▶ **Data section**
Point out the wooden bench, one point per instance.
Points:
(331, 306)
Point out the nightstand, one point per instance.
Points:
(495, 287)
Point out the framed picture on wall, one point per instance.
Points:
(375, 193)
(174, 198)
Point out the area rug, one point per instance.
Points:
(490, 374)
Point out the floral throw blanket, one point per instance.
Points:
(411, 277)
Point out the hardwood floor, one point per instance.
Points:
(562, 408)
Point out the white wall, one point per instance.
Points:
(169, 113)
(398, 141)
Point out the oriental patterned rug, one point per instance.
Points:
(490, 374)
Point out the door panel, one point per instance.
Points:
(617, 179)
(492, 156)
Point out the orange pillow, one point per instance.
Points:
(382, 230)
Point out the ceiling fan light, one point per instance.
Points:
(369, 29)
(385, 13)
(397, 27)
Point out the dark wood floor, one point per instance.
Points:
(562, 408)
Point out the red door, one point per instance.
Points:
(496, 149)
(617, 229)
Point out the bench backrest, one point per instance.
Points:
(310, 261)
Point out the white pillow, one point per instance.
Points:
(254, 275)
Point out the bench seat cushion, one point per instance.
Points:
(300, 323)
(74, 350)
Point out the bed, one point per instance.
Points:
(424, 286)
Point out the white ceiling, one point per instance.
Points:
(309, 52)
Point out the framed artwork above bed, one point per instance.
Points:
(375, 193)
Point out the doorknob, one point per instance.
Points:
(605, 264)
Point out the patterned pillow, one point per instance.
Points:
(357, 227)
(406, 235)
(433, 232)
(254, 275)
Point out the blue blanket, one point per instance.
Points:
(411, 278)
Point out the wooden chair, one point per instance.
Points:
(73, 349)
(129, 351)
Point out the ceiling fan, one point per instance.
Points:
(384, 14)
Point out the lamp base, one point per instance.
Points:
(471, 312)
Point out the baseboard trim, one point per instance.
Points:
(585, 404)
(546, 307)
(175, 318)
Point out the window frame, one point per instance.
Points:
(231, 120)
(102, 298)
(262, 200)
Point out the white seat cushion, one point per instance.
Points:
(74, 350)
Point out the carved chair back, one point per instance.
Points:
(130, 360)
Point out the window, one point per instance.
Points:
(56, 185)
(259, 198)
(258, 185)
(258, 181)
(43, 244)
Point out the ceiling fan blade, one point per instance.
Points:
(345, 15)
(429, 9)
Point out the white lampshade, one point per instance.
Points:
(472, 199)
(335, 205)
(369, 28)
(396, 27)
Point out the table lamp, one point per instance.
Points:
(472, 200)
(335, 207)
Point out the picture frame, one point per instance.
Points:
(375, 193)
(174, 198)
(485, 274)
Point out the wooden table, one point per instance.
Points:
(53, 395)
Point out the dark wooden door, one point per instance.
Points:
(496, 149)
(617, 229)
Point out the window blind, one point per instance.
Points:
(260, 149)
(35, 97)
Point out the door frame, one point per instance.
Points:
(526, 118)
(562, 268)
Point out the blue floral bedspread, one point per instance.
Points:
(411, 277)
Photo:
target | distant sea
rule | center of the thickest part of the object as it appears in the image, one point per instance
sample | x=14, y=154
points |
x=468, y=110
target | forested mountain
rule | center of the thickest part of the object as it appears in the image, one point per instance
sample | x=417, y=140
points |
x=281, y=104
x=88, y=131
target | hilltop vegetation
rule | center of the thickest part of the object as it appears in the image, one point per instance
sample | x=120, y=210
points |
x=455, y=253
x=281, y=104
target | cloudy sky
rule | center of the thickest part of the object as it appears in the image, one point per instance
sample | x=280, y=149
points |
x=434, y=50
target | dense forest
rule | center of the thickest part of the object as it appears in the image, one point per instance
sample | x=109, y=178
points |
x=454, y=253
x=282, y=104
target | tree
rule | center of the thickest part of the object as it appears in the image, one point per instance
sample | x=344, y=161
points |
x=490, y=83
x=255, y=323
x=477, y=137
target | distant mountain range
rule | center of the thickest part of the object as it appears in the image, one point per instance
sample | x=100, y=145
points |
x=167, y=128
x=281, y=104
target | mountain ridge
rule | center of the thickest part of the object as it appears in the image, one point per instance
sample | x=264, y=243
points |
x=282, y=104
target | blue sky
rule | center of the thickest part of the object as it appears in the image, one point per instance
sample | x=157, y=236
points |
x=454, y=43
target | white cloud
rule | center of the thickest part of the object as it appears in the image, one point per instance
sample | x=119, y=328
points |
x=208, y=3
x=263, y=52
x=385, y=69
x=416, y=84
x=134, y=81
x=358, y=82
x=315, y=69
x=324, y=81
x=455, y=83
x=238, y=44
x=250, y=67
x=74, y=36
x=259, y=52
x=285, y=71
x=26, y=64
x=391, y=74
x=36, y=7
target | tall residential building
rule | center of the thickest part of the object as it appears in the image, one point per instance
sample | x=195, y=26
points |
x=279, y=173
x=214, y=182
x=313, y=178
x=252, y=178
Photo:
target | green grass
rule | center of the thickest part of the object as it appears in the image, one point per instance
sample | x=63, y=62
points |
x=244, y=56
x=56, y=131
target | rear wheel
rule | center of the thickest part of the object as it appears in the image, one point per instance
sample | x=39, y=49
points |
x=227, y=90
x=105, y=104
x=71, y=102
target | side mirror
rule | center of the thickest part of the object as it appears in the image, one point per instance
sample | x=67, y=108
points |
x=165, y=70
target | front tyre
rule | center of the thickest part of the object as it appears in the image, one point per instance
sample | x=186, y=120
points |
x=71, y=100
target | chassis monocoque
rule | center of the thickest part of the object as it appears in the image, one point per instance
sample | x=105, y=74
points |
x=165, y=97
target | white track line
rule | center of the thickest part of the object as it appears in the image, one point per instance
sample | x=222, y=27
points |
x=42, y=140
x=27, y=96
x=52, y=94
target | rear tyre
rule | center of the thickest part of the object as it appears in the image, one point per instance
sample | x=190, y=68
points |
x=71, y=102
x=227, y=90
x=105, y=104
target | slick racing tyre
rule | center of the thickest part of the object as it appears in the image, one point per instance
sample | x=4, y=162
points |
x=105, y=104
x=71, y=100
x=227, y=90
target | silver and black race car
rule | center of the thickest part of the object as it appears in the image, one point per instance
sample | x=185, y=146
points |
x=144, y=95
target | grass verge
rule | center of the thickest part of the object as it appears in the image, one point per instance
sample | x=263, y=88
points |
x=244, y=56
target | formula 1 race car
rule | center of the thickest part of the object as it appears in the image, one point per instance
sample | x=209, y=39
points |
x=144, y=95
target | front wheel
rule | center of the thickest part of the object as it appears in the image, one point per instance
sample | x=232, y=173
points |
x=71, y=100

▶ **What to produce**
Exactly as it stands, output the whole listing.

▶ **Task answer**
Point out the wooden bench, one point per instance.
Points:
(331, 306)
Point out the nightstand, one point per instance.
Points:
(495, 287)
Point out the framed picture on wall, one point per instance.
Points:
(375, 193)
(174, 198)
Point out the area rug, one point per instance.
Points:
(490, 374)
Point out the floral throw blanket, one point per instance.
Points:
(411, 277)
Point out the hardwood floor, one point per instance.
Points:
(562, 408)
Point out the white wall, one point per instance.
Points:
(169, 113)
(398, 141)
Point out the oriental patterned rug, one point per instance.
Points:
(490, 374)
Point out the door panel, one point per instance.
Points:
(617, 179)
(492, 156)
Point out the orange pillow, one point per instance.
Points:
(382, 230)
Point out the ceiling fan light, one point per instance.
Points:
(369, 29)
(385, 13)
(397, 27)
Point out the dark wood floor, one point per instance.
Points:
(562, 408)
Point out the red door, one point per instance.
Points:
(496, 149)
(617, 229)
Point out the bench backrest, one point per instance.
Points:
(310, 261)
Point out the white pillow, one point per instance.
Points:
(254, 275)
Point out the bench seat cushion, one point per instance.
Points:
(300, 323)
(74, 350)
Point out the bed, one point per instance.
Points:
(424, 286)
Point out the white ceiling, one point per instance.
Points:
(309, 52)
Point out the framed artwork above bed, one point per instance.
Points:
(375, 193)
Point out the doorknob, one point per instance.
Points:
(605, 264)
Point out the patterned pillow, one point per instance.
Points:
(357, 227)
(406, 235)
(433, 232)
(254, 275)
Point out the blue blanket, one point per instance.
Points:
(411, 278)
Point out the wooden chair, one point per instance.
Points:
(73, 349)
(129, 351)
Point out the ceiling fan, one point per instance.
Points:
(384, 14)
Point out the lamp base, one point per instance.
Points:
(471, 312)
Point out the baseboard trim, one point per instance.
Points:
(585, 404)
(546, 307)
(175, 318)
Point out the window frame, one point per instance.
Points:
(231, 120)
(102, 298)
(262, 200)
Point out the white seat cushion, one point per instance.
Points:
(74, 350)
Point out the carved chair back, one point per instance.
Points:
(130, 360)
Point out the window, one point per instance.
Points:
(56, 185)
(259, 198)
(258, 185)
(258, 181)
(43, 244)
Point out the ceiling fan blade, one point per instance.
Points:
(345, 15)
(429, 9)
Point out the white lampshade, one point per instance.
Points:
(472, 199)
(335, 205)
(369, 28)
(396, 27)
Point out the table lamp, one point per instance.
Points:
(472, 200)
(335, 207)
Point out the picture frame, one point per instance.
Points:
(375, 193)
(174, 198)
(485, 274)
Point out the wooden table, one point per instance.
Points:
(53, 395)
Point out the dark wooden door, one point per instance.
Points:
(496, 149)
(617, 229)
Point out the window blind, one point per instance.
Points:
(260, 149)
(35, 97)
Point out the door frame, one point per instance.
Points:
(526, 118)
(562, 268)
Point out the blue floral bedspread, one point per instance.
Points:
(411, 277)
Photo:
target | distant sea
rule | center of the thickest part of the object as it appears in the image, one point per instance
sample | x=14, y=154
points |
x=468, y=110
target | forested mountain
rule | center of the thickest part of the object as it appears in the image, one point per instance
sample | x=417, y=140
points |
x=281, y=104
x=88, y=131
target | hilltop vegetation
rule | center of the thickest part of the object as it appears in the image, one point per instance
sample | x=120, y=210
points |
x=455, y=253
x=281, y=104
target | cloudy sky
rule | center of the thickest part of the object as it appears in the image, one point per instance
sample | x=280, y=149
points |
x=434, y=50
target | dense forest
rule | center of the thickest part of the object as it appears in the image, one point per instance
sample | x=109, y=178
points |
x=454, y=253
x=282, y=104
target | tree
rule | center of the thickest part of the object as it appears in the image, one point per instance
sample | x=344, y=161
points |
x=490, y=83
x=255, y=323
x=477, y=137
target | distant mountain range
rule | center of the thickest part of the object as it appears in the image, one point per instance
sample | x=100, y=145
points |
x=167, y=128
x=281, y=104
target | mountain ridge
rule | center of the thickest part of the object as it appears in the image, one point per instance
sample | x=264, y=243
points |
x=282, y=104
target | blue sky
rule | center of the thickest part of the object as it appears in the image, one point per instance
sample | x=157, y=236
points |
x=454, y=43
target | white cloud
rule | center of the thickest part of the object as it appears in the image, one point per instance
sample | x=119, y=328
points |
x=208, y=3
x=263, y=52
x=385, y=69
x=416, y=84
x=134, y=81
x=358, y=82
x=315, y=69
x=324, y=81
x=455, y=83
x=238, y=44
x=250, y=67
x=74, y=36
x=259, y=52
x=285, y=71
x=26, y=64
x=391, y=74
x=36, y=7
target | tall residential building
rule | center of the thickest part of the object as it appears in the image, one point per instance
sample | x=195, y=26
points |
x=279, y=173
x=214, y=182
x=313, y=178
x=252, y=178
Photo:
target | green grass
rule | center of the thickest part of the object as it appears in the image, one point per instance
sample | x=63, y=62
points |
x=244, y=56
x=56, y=131
target | rear wheel
rule | center of the thickest part of the object as it appears in the image, one point per instance
sample | x=39, y=49
points |
x=227, y=90
x=105, y=104
x=71, y=102
target | side mirror
rule | center of the thickest part of the object as it appears in the image, one point per instance
sample | x=67, y=108
points |
x=165, y=70
target | front tyre
rule | center of the thickest part of the object as it appears in the image, one point per instance
sample | x=186, y=120
points |
x=71, y=100
target | chassis monocoque
rule | center of the thickest part of the object as it appears in the image, one point per instance
sample | x=105, y=74
points |
x=165, y=97
target | white track line
rule | center of the thickest part of the object as it appears in the image, one point per instance
sample | x=222, y=27
points |
x=42, y=140
x=27, y=96
x=52, y=94
target | rear tyre
rule | center of the thickest part of the object as it appears in the image, one point per instance
sample | x=190, y=68
points |
x=71, y=102
x=227, y=90
x=105, y=104
target | slick racing tyre
rule | center of the thickest part of the object as it appears in the image, one point per instance
sample | x=4, y=162
points |
x=105, y=104
x=71, y=100
x=227, y=90
target | silver and black race car
rule | center of the thickest part of the object as it appears in the image, one point per instance
sample | x=185, y=146
points |
x=144, y=95
target | grass verge
rule | center of the thickest part of the object as it appears in the image, one point per instance
sample | x=263, y=88
points |
x=244, y=56
target | formula 1 race car
rule | center of the thickest part of the object as it appears in the image, one point per instance
sample | x=209, y=39
points |
x=144, y=95
target | front wheel
rule | center of the thickest part of the object as it appears in the image, one point per instance
sample | x=232, y=173
points |
x=71, y=100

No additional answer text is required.